The records below must be transcribed exactly. Do not include the pictures.

Saved entries:
+===+

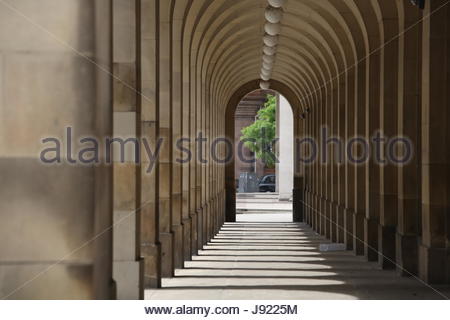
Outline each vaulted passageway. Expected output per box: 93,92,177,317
1,0,449,299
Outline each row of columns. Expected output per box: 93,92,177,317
111,0,228,298
0,0,229,300
1,0,448,300
302,1,449,285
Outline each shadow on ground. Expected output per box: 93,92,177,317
146,215,450,300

+===+

▶ Output:
Outline each vaulted passageway. Expected output per box: 93,92,177,317
1,0,449,299
Outline each row of columns. Expected output per box: 93,92,177,317
111,0,228,298
0,0,229,300
1,0,448,300
302,1,449,285
Outline each shadow on ground. Expected output per box: 93,92,177,317
146,215,450,300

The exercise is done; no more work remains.